▶ _WHAT TO WORK ON_
Update the records below by swapping each "perched bird" for "roosting bird", and keep every other part unchanged.

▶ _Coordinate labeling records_
********************

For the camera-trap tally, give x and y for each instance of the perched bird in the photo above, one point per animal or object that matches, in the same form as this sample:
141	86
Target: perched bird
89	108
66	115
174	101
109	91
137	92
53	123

********************

▶ _FULL RESPONSE_
For the camera-trap tally, give x and y for each instance of the roosting bird in the photo above, one point per animal or object that matches, in the same form as this sample:
141	86
Target: roosting bird
89	108
66	115
174	101
109	91
137	92
53	123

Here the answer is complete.